▶ Assigned task: The full set of entries below must be returned exactly as shown.

▶ Material to process:

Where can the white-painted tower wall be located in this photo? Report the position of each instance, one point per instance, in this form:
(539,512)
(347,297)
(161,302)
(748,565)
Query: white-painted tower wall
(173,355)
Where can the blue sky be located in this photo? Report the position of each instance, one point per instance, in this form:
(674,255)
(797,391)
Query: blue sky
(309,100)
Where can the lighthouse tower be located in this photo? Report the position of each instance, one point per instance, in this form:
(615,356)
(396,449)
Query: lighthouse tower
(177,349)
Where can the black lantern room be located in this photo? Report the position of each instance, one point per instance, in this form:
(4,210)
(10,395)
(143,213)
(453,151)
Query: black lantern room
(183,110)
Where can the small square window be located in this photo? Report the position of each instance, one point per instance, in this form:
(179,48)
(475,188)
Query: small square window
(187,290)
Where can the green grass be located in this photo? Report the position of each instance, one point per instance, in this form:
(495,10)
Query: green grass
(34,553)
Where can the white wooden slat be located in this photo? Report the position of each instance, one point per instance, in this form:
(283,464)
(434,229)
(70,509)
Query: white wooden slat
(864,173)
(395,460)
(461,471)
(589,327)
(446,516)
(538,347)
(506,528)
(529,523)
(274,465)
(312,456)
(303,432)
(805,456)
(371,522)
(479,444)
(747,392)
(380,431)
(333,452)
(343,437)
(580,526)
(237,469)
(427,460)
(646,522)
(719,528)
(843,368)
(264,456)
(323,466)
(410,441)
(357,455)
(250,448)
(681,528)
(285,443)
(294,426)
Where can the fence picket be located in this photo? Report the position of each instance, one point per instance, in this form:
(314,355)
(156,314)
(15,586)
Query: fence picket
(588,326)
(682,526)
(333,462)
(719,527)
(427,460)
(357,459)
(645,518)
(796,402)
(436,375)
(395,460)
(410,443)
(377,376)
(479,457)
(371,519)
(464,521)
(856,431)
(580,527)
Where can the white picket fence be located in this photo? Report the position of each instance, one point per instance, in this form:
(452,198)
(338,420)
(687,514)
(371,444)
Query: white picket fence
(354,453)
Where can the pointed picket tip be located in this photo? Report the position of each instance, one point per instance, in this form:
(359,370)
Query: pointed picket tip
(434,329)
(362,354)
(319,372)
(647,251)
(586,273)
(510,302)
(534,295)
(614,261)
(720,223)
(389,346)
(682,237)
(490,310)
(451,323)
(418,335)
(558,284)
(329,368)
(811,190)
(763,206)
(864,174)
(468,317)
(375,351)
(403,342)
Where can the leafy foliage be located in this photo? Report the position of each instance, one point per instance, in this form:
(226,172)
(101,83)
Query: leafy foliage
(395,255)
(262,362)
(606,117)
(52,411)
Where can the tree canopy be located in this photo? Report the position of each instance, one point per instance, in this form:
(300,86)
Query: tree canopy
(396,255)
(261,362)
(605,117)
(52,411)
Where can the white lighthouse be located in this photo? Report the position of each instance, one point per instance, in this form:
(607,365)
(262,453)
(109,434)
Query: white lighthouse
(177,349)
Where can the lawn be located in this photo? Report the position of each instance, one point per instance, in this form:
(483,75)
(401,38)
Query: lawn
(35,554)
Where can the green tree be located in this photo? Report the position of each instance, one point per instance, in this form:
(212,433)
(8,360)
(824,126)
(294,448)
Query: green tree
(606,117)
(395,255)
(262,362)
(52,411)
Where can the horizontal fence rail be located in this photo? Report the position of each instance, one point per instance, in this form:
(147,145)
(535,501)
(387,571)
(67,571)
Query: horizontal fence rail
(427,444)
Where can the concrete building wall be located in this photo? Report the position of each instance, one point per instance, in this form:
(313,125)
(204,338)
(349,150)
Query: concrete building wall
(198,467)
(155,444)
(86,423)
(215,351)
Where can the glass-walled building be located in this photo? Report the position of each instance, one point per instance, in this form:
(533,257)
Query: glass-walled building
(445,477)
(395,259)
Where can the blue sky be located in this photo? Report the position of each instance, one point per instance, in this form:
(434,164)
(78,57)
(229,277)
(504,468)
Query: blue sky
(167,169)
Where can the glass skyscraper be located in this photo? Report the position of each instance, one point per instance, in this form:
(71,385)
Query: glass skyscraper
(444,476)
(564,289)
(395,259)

▶ Response to this exercise:
Where can the white-painted tower wall be located in this photo? Report the position of each instance, one point per instance, in this form:
(539,512)
(347,297)
(161,302)
(748,565)
Query: white-painted tower wall
(173,355)
Where can the blue sky be located in this photo? Report the position of each instance, one point per instance, in this form:
(674,255)
(797,391)
Query: blue sky
(309,100)
Where can the lighthouse tower be located in this photo? Report the position of each instance, one point per instance, in this form:
(615,356)
(396,449)
Query: lighthouse tower
(177,349)
Where can the black lantern room be located in this photo? Report the position of each instance, one point per instance, in this form:
(4,210)
(10,395)
(143,213)
(453,151)
Query: black lantern room
(183,110)
Where can the small square window be located in this photo? Report the position of each instance, one point per instance, in this form:
(179,48)
(475,188)
Query: small square window
(187,290)
Where can the green grass be located in this photo? Report the position of each instance, one point per instance, in this form:
(495,10)
Query: green grass
(34,553)
Where can the white wooden slat be located in this photo? Report the position of each instance, one point per instance, in this form:
(283,464)
(434,229)
(70,509)
Query: white wooden slat
(864,173)
(395,460)
(461,471)
(589,327)
(446,516)
(538,347)
(506,528)
(529,523)
(274,465)
(312,456)
(303,432)
(805,456)
(371,522)
(479,444)
(747,392)
(380,431)
(333,452)
(343,437)
(580,526)
(237,469)
(427,460)
(646,522)
(719,528)
(843,368)
(264,456)
(323,466)
(410,441)
(357,455)
(250,448)
(681,528)
(285,443)
(294,426)
Where can the fence picket be located in this photo? Report the position of each instance, one point per instance, in this form:
(314,355)
(156,314)
(15,586)
Query: fence picket
(588,326)
(682,526)
(333,462)
(719,527)
(427,460)
(357,459)
(645,518)
(796,402)
(436,375)
(395,460)
(410,443)
(377,376)
(479,457)
(371,519)
(464,521)
(856,431)
(580,527)
Where can the white picket fence be located in this photo? Report the position of each instance, one point per instance, in this form:
(452,198)
(338,420)
(687,514)
(371,444)
Query: white picket fence
(354,453)
Where can the pointed picket tip be located in this photo? Report the position of each instance, one point per instance, in this form:
(359,370)
Query: pointed picket tip
(434,329)
(362,354)
(319,372)
(647,251)
(586,273)
(510,302)
(534,295)
(614,261)
(720,223)
(389,346)
(682,237)
(490,310)
(451,323)
(418,335)
(558,284)
(329,368)
(811,190)
(763,206)
(864,174)
(468,317)
(375,351)
(403,342)
Where can the leafy foliage be located in this photo? Report the position of each instance, one point per instance, in this form:
(226,172)
(101,83)
Query: leafy foliage
(395,255)
(262,362)
(606,117)
(52,411)
Where can the tree canopy be located in this photo? Report the position of each instance, one point per instance, in this form:
(300,86)
Query: tree canopy
(396,255)
(261,362)
(605,117)
(52,411)
Where can the white lighthouse be located in this photo? Report the position of each instance, one point per instance, in this form:
(607,365)
(262,453)
(109,434)
Query: white lighthouse
(177,349)
Where can the lawn be located in this photo? Report the position of each instance, one point per instance, in this form:
(483,75)
(401,38)
Query: lawn
(35,554)
Where can the green tree be located in this photo? Report the position of each instance, one point per instance, in this form:
(212,433)
(8,360)
(824,126)
(294,448)
Query: green tree
(606,117)
(395,255)
(262,362)
(52,411)
Where can the horizontal fence rail be located in this photo? Report the position of each instance, one point per instance, in this form:
(147,145)
(535,501)
(387,571)
(67,571)
Query: horizontal fence rail
(427,444)
Where can the concrete building wall be located in this photo? Report the position of each instance, one point per instance, in this form:
(313,125)
(204,338)
(349,150)
Query: concrete building wall
(198,467)
(155,444)
(86,423)
(215,351)
Where can the glass-walled building be located in this photo? Report the position of each instance, one point per instance, in this form:
(533,257)
Query: glass-walled building
(445,477)
(395,259)
Where can the blue sky be located in this photo? Report the position of each instance, one point per instance, in this form:
(434,164)
(78,57)
(229,277)
(504,468)
Query: blue sky
(167,169)
Where can the glass skyscraper be located in this photo? Report the position of each instance, one point per instance, in this form:
(71,385)
Query: glass skyscraper
(444,476)
(564,289)
(395,259)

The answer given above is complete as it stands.